--- PASSAGE SHOWN ---

Thursday, February 14, 2019

Bell's theoretical straw man

The Bell inequality states that "no theory of local hidden variables can ever reproduce all of the predictions of quantum mechanics."   It is used to "prove" the "spooky" nature of quantum entanglement, i.e. action at a distance.

It proves nothing of the sort.

Bell's theorem assumes that quantum phenonema, when treated as if they were not quantum phenonema, do not act accordingly.  He sets up a straw man, and then, to the surprise of no one, knocks it down.

Why has this obvious fallacy been used as a bedrock of scientific wisdom for 50+ years?  Why has no one corrected this obvious error?

This is why I hold most scientists in disdain.  They have been carefully taught to not think.  They only repeat what they have been told.  Copenhagen interpretation über alles!

The entire edifice can be easily knocked down with a simple thought experiment.  Imagine a sine wave, beginning at the origin.  Now follow it in both directions equally, imagining arrows tangent to the points of interest, pointed in opposite directions.  The arrows will always face 180 degrees opposite to each other.

---

### STATED GOAL A
In the thought experiment in the post on Bell's theorem, how do the two arrows always face relative to each other?
### STATED GOAL B
Return the part of the post on Bell's theorem starting at "This is why" and ending at "to each other.", word for word.

--- PROVIDED MATERIAL ---

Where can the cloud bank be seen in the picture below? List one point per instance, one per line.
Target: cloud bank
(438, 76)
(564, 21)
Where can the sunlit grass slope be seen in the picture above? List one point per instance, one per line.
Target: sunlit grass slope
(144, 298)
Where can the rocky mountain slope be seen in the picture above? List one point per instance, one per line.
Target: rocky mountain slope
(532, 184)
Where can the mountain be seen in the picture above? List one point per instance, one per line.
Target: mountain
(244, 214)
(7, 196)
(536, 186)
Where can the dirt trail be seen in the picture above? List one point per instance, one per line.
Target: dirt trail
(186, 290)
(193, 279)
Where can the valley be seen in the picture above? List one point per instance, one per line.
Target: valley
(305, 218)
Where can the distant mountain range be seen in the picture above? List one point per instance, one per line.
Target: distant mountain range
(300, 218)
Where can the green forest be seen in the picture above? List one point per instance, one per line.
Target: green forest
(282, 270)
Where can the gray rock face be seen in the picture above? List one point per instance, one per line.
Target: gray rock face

---

### CORRECT ANSWER A
They always face 180 degrees opposite to each other.

### CORRECT ANSWER B
This is why I hold most scientists in disdain.  They have been carefully taught to not think.  They only repeat what they have been told.  Copenhagen interpretation über alles!

The entire edifice can be easily knocked down with a simple thought experiment.  Imagine a sine wave, beginning at the origin.  Now follow it in both directions equally, imagining arrows tangent to the points of interest, pointed in opposite directions.  The arrows will always face 180 degrees opposite to each other.